─── DATASET RECORDS
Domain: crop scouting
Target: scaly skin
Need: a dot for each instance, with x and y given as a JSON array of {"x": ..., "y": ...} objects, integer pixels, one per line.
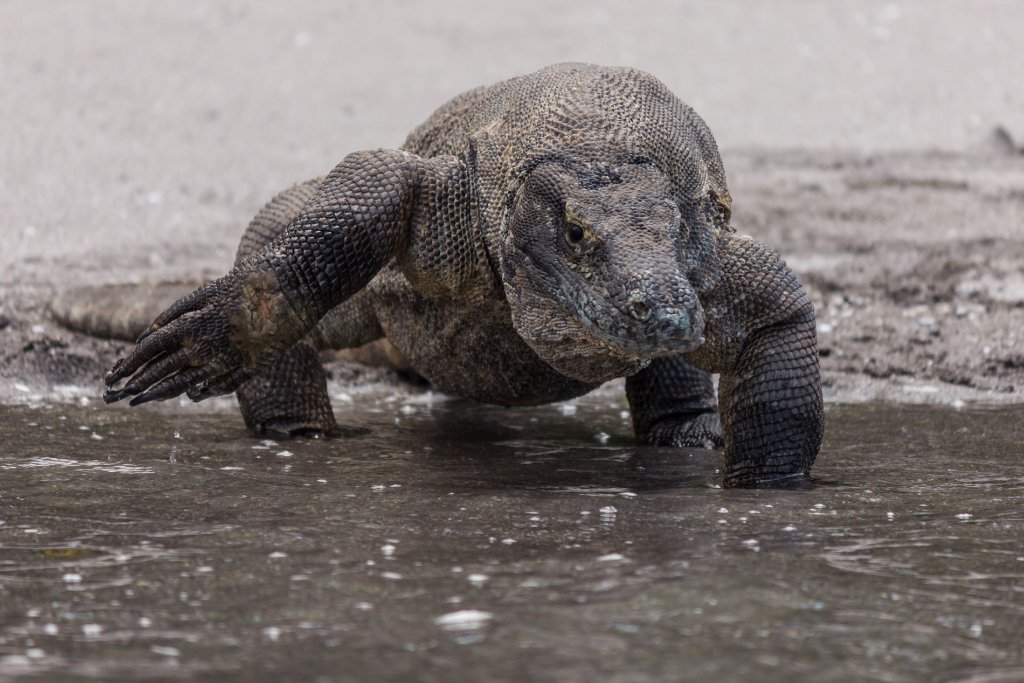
[{"x": 530, "y": 241}]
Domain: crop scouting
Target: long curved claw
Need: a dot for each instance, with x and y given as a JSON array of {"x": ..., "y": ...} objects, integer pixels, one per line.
[
  {"x": 172, "y": 386},
  {"x": 185, "y": 304},
  {"x": 220, "y": 385},
  {"x": 153, "y": 373},
  {"x": 165, "y": 340}
]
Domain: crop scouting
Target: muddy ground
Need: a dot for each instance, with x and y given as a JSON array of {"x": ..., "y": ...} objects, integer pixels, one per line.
[{"x": 860, "y": 140}]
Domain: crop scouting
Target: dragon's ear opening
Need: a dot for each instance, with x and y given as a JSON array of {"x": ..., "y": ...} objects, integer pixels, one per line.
[{"x": 725, "y": 203}]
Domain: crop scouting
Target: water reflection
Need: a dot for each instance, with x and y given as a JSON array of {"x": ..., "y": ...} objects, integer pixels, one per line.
[{"x": 440, "y": 540}]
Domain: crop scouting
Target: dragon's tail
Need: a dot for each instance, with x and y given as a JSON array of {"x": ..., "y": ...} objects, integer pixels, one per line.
[{"x": 117, "y": 311}]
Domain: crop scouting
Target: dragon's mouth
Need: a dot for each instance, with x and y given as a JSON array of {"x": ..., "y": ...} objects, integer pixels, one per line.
[
  {"x": 675, "y": 332},
  {"x": 660, "y": 343}
]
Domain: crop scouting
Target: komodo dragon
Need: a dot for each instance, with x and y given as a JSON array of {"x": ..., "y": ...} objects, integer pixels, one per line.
[{"x": 532, "y": 240}]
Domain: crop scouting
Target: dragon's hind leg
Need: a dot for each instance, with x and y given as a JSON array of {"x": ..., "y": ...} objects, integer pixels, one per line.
[{"x": 673, "y": 403}]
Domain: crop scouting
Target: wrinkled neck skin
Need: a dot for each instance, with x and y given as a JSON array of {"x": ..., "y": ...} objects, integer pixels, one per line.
[{"x": 607, "y": 306}]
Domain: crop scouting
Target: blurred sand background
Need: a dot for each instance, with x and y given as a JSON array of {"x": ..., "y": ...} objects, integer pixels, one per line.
[{"x": 138, "y": 137}]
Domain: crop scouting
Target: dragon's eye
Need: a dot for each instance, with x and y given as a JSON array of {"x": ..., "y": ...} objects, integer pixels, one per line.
[{"x": 573, "y": 233}]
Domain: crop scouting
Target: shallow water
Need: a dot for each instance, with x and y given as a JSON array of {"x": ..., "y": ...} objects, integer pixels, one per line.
[{"x": 442, "y": 541}]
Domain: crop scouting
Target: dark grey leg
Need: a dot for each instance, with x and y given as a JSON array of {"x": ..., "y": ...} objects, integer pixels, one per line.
[
  {"x": 673, "y": 403},
  {"x": 290, "y": 396}
]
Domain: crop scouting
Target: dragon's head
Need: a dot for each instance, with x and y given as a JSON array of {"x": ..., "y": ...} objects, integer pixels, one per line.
[{"x": 595, "y": 268}]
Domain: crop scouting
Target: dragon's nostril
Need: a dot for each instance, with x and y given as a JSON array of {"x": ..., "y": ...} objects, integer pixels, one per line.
[{"x": 640, "y": 309}]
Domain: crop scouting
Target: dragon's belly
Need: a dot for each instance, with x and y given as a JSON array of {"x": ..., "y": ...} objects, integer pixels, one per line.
[{"x": 467, "y": 346}]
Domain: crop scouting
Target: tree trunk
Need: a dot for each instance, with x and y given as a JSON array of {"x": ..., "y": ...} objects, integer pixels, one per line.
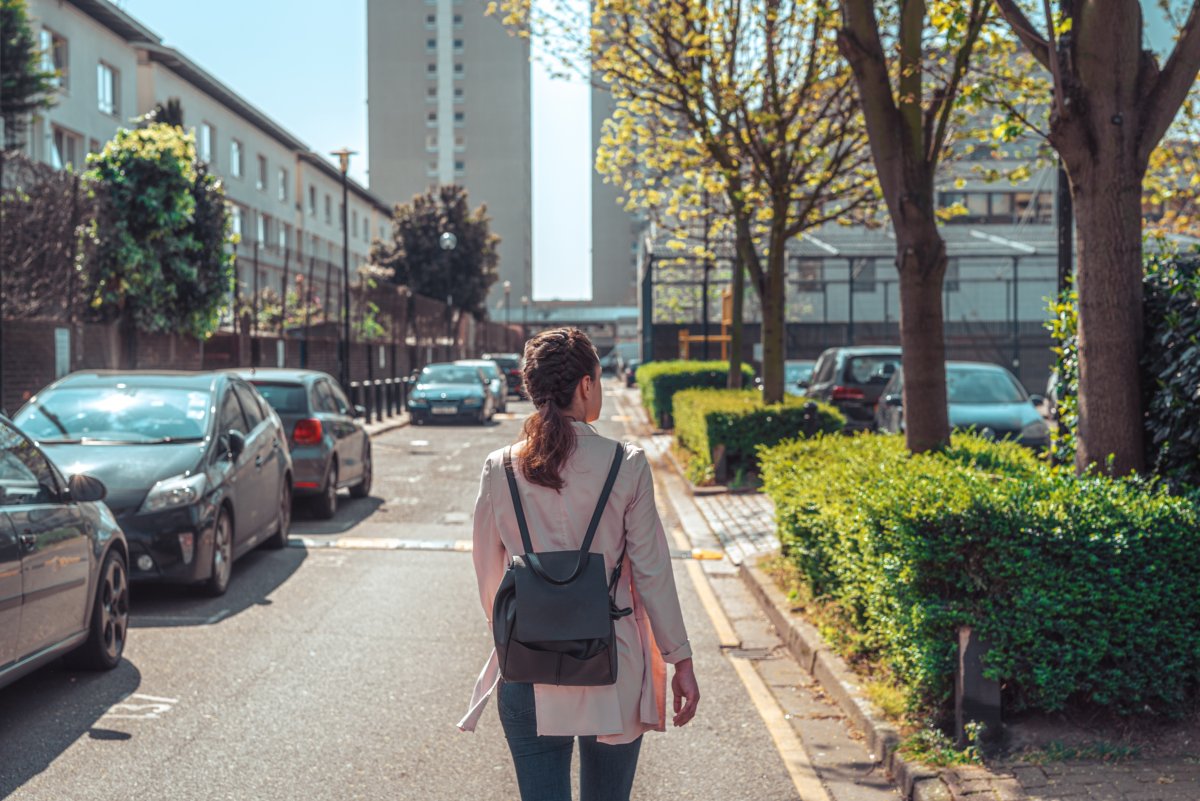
[
  {"x": 921, "y": 260},
  {"x": 1108, "y": 208},
  {"x": 774, "y": 329},
  {"x": 737, "y": 297}
]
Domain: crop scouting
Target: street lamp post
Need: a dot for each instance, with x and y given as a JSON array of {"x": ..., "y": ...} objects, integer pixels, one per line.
──────
WHAT YOU HAVE TO DO
All of the material above needs to be restated exactly, with no pictures.

EXPECTED OUTPUT
Domain: crop scouting
Target: scaly skin
Need: a dot for each instance, with x and y given as a JSON array of {"x": ..., "y": ...} objects, integer pixels, one per line.
[{"x": 530, "y": 241}]
Domain: crop scouting
Target: long curved claw
Need: a dot for each instance, with x and y given as a JSON array of {"x": ..., "y": ...} objects, integer pixels, one per line.
[
  {"x": 172, "y": 386},
  {"x": 185, "y": 304},
  {"x": 220, "y": 385},
  {"x": 153, "y": 373},
  {"x": 165, "y": 340}
]
Domain: crop scouting
Target: muddy ground
Need: a dot for each instance, with x and y given as a JSON array of {"x": ..., "y": ...} objects, integer pixels, one per line.
[{"x": 860, "y": 140}]
Domain: crop scouting
Target: dragon's ear opening
Need: a dot for each instance, with x and y given as a JSON array of {"x": ..., "y": ...} objects, integer pixels, one per line.
[{"x": 725, "y": 203}]
Domain: crop scouting
Target: water reflection
Need: a dot for each instance, with x and y given as a JSON array of {"x": ..., "y": ...} objects, integer pixels, one per line.
[{"x": 440, "y": 540}]
Domain: crop scouting
Target: dragon's tail
Need: a dot for each instance, with x and y given as a JSON array of {"x": ..., "y": ...} objects, integer pixels, one per line.
[{"x": 117, "y": 311}]
Domain: crop scouting
Target: dragon's mouth
Need: a dot for each instance, with x and y given as a JSON array of {"x": ..., "y": ...} objects, integer pixels, one per line.
[
  {"x": 675, "y": 332},
  {"x": 660, "y": 343}
]
Domain: crop scouting
Target: komodo dragon
Need: a dot for each instance, with x and y given as a JSON array of {"x": ..., "y": ...} objects, integer pixels, one per line.
[{"x": 532, "y": 240}]
Domain: crop scouting
Target: dragon's hind leg
Need: a dot for each instance, with x and y given as a JSON array of {"x": ..., "y": ...} objects, integer pixels, one per line.
[{"x": 673, "y": 403}]
Domain: crop scouting
Target: wrinkled neck skin
Need: a dot for each instance, with x and y given as a JSON array of {"x": ..., "y": ...} objects, integer pixels, one per line.
[{"x": 607, "y": 306}]
Domain: crop scouting
Target: blurred sand background
Need: a dot for each instance, with x and y given as a JSON array of {"x": ..., "y": ...} objects, integer pixels, one per line.
[{"x": 138, "y": 137}]
Domain: crop scouting
Target: dragon's eye
Need: a dot for each instance, with x and y given as a JSON array of {"x": ..., "y": ...} objects, integer pixels, one per line.
[{"x": 573, "y": 233}]
Domain: crop scouting
Target: shallow water
Need: a dot for each instance, with x and y given as a JSON array of {"x": ..., "y": ...} objects, integer pixels, one per line.
[{"x": 442, "y": 541}]
Domain: crop scouting
Target: dark grey leg
Need: a dot for each instance, with x and y given as a JSON array of {"x": ..., "y": ...} objects, integer pixels, one per line.
[
  {"x": 673, "y": 403},
  {"x": 290, "y": 396}
]
Domain: crop scouting
Target: dragon's head
Need: a dot for each instance, with x and y given as a JSON array of {"x": ..., "y": ...} objects, integer pixels, one per line.
[{"x": 595, "y": 268}]
Domain: crop scouting
Target: dragon's nostril
Need: a dot for each instance, with x and y given as a JSON array of {"x": ..., "y": ...} objects, integer pixels, one per line.
[{"x": 640, "y": 309}]
Domain: crop scouting
Target: dragon's belly
Need: a dot for each instance, with x and y given as a JSON array of {"x": ..., "y": ...} objects, integer pixels, one per line.
[{"x": 467, "y": 346}]
Domain: crop scouting
Target: tree trunk
Need: a dot for each instance, with x and y given as a JSON array of {"x": ..., "y": ...} objects, integer pixels, one per line.
[
  {"x": 921, "y": 260},
  {"x": 1108, "y": 208},
  {"x": 774, "y": 329},
  {"x": 737, "y": 297}
]
Domain: crop scouting
Target: street lamp post
Need: a dot for each instance, with x and y given as a JSON array of {"x": ..., "y": ...} objects, integer pixels, one per line.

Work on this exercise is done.